◆ Parts of the exercise ◆
• 1. In the Roy Cohn text, why does the writer bring up Cohn as an example? Answer in one to three sentences.
• 2. According to the Roy Cohn text, who played Cohn's doctor in the diagnosis scene?

◆ Source text ◆

==*==

For those who might have missed it, there is a scene from the 2003 HBO film version of Tony Kushner's AIDS epic play, Angels in America. In this scene, right wing lawyer and closeted gay man, Roy Cohn, is diagnosed by his doctor (played by James Cromwell) with AIDS. As you watch both actors' powerful performance, so much is going on and is embodied in this amazing scene, not the least of which is the nature of self-loathing and the pretenses of so many of those in power. For those displaying the hubris of Cohn, they generally are ill prepared for those eventual moments when they experience a hard fall.
And then, from the same film, is a brief scene from Cohn's deathbed, in which he is still "on," still railing against the Rosenbergs, his political targets from when he was Senator Joe McCarthy's attack dog in the 1950s.
Both scenes together show Cohn as in denial of so many things - including his sexuality and his mortality, as well as his own amorality and compassion for others - right up until the very end.
I bring up this example because, in essence, Roy Cohn's very nature had to do with the exploitation of the principle of "divide and conquer," as well as a kind of hypocritical set of double standards, that permeated the politics of the Cold War 1950s, continued through the plague years of the 1980s, in which gays were demonized as AIDS-spreaders, and that continues through our own era of quasi-Christo-fascism (a notion reiterated to me this morning, as I listened to a few right wing callers calling in on C-SPAN to beg forgiveness for moral transgressions committed by leaders of the right-wing party). The characterological ugliness of Cohn (not to mention that of J. Edgar Hoover, another name from the history books) is the characterological ugliness of today's Republican Party, with its various forms of power worship and institutional bigotries and hypocrisies.

==*==

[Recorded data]

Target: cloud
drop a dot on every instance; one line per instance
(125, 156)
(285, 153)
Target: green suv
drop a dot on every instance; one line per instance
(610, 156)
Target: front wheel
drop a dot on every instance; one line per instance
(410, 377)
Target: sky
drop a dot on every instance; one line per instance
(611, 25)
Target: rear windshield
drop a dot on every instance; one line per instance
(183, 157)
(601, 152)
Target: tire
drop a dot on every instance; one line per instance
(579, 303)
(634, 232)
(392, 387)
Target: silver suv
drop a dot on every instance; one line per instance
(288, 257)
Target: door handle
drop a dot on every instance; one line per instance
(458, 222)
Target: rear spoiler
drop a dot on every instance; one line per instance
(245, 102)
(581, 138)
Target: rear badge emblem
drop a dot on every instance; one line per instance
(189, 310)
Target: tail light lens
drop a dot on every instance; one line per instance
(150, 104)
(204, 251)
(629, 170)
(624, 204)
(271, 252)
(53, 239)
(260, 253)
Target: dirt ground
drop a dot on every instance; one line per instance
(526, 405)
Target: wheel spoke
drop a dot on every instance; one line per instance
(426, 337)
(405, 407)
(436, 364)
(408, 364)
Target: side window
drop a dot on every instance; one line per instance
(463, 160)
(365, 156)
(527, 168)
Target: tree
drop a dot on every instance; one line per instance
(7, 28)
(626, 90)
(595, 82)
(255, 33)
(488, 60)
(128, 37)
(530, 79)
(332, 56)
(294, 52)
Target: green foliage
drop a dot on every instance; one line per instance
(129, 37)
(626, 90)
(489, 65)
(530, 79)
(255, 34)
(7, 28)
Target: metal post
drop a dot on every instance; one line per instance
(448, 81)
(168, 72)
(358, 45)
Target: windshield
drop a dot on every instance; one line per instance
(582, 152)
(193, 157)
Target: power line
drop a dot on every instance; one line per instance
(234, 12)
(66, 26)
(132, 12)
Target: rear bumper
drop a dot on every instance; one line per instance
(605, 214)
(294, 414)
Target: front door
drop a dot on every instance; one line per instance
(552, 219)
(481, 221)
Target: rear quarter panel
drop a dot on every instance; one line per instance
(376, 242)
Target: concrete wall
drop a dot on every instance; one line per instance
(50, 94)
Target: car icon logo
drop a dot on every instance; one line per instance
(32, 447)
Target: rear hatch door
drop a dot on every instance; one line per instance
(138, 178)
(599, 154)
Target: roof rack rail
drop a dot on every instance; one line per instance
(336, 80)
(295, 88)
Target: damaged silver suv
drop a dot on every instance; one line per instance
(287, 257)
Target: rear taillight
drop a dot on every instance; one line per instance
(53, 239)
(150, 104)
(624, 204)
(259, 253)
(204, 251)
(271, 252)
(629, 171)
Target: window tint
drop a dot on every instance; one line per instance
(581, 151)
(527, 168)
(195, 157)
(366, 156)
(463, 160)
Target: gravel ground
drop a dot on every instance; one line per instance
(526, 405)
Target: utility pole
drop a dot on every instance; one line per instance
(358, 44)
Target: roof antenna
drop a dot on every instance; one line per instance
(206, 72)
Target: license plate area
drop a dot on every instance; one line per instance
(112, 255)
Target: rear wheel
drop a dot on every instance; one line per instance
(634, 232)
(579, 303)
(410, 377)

==*==

◆ Solutions ◆
• 1. The writer brings up Cohn because his nature was about exploiting "divide and conquer" and a hypocritical set of double standards. According to the writer, these filled the politics of the Cold War 1950s, continued through the 1980s plague years when gays were demonized as AIDS-spreaders, and continue today.

• 2. James Cromwell